Krisensprache

“Rettungsschirm” ist das Wort des Jahres 2011

Österreich
07.12.2011 07:25
Vertrauen ist gut, ein Rettungsschirm ist besser: "Euro-Rettungsschirm" ist das Wort des Jahres 2011. "Die Wahl dieses Wortes ist durch seine Bedeutung und aufgrund der Häufigkeit des Auftretens in den Medien begründet", so die Erkärung der zuständigen österreichischen Fachjury. Beim Un-Wort schoss sich das Gremium auf "Töchtersöhne" ein, und den Spruch des Jahres formulierte Finanzministerin Maria Fekter typisch österreichisch: "Shortly, without von delay."

Die Wahl wurde von der Fakultät für Umwelt- und Erziehungswissenschaften an der Universität Graz in Kooperation mit der Austria Presse Agentur durchgeführt. Die Jury unter der Leitung von Professor Rudolf Muhr begründete ihr Entscheidung damit, dass das Wort "Euro-Rettungsschirm" zwei positive Bedeutungen habe, indem es als "Schirm" Schutz vor von oben kommenden negativen Auswirkungen verspreche, gleichzeitig aber auch als "Rettungsschirm" eine weiche Landung der in die Krise geratenen Wirtschaft der Euro-Länder in Aussicht stelle.

** Aufgaben der Übung **
• 1. Welches Wort wählte die Jury laut dem Bericht über das Wort des Jahres 2011 zum Un-Wort?
• 2. Schreibe den Bericht über das Wort des Jahres 2011 im Anschluss an seinen letzten Satz weiter.

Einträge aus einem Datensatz
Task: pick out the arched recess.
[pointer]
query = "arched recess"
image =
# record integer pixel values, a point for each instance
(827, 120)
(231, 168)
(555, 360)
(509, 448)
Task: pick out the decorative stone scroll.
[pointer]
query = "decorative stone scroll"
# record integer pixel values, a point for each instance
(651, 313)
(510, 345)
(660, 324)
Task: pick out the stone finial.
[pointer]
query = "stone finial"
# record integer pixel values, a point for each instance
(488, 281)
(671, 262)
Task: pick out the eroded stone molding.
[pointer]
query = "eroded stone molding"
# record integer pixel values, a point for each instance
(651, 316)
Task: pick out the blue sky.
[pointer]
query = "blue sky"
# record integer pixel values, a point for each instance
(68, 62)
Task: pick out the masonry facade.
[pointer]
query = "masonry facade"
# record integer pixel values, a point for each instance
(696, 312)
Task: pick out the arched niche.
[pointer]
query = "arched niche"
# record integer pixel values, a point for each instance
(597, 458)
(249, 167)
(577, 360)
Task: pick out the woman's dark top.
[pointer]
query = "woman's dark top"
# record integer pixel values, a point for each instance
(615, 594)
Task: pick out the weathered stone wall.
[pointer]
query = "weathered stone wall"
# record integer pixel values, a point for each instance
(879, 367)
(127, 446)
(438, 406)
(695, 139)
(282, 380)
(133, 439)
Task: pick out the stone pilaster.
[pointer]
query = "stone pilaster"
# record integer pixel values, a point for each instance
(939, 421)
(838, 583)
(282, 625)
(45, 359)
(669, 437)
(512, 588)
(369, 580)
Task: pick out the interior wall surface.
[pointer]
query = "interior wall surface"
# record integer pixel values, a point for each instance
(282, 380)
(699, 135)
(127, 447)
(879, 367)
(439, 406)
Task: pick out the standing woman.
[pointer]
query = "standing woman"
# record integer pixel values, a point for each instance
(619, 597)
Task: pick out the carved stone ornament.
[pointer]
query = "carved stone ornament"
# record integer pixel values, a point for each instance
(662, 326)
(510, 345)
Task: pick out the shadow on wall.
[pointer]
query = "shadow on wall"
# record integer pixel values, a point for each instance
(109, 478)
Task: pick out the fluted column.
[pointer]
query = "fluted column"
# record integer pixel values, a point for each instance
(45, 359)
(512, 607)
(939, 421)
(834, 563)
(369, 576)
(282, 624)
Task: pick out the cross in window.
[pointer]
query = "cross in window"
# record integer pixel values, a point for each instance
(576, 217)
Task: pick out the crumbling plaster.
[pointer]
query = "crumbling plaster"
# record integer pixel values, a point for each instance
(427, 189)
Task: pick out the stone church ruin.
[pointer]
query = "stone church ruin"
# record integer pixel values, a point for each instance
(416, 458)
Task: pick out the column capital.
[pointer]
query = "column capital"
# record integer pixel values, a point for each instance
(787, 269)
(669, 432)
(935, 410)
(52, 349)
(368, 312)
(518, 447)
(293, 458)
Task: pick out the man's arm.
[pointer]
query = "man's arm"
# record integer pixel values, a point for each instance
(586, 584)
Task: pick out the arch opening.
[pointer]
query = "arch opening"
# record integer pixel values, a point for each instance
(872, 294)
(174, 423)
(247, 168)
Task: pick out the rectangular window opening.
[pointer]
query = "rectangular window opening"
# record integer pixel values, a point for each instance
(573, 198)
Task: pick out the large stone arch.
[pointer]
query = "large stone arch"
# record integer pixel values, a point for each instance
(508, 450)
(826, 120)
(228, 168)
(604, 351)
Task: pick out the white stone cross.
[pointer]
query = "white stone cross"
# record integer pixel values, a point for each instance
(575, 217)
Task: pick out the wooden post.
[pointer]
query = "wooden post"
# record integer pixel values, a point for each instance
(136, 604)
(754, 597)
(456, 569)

** Antworten je Eintrag **
• 1. „Töchtersöhne“

• 2.
"Arabischer Frühling" vor "Inseratenkanzler"
Auf dem zweiten Platz landete der "Arabische Frühling", der aktuelle Ereignisse "historischer Größe" bezeichne, sich an den "Prager Frühling" anlehne und die Hoffnung auf eine umfassende Demokratisierung in autoritär regierten Ländern ausdrücke. Der "Inseratenkanzler" landete schließlich auf dem dritten Rang. Hier sei allerdings der "Wahrheitsgehalt derartiger Behauptungen" erst Gegenstand des Korruptionsausschusses des Nationalrates.

"Töchtersöhne" sprachlich unglücklich formuliert
Zum Un-Wort des Jahres 2011 wurde "Töchtersöhne" gekürt. Das Un-Wort ist aus der Verkürzung der neu formulierten Zeile "Heimat, bist du großer Töchter, Söhne" der österreichischen Bundeshymne entstanden und stelle laut Jury eine sprachlich sehr unglückliche Formulierung dar, da damit unbeabsichtigt die von Töchtern geborenen männlichen Enkel gemeint sein können. "Die mangelhaft gestaltete Hymnenzeile war Anlass dafür, dass von verschiedenen Seiten ein legitimes Anliegen der Frauen in Zweifel gezogen wurde. Es ist die mangelhafte sprachliche Form und die damit verbundenen Reaktionen, die den Ausdruck zu einem Unwort machen", so die Begründung des Gremiums.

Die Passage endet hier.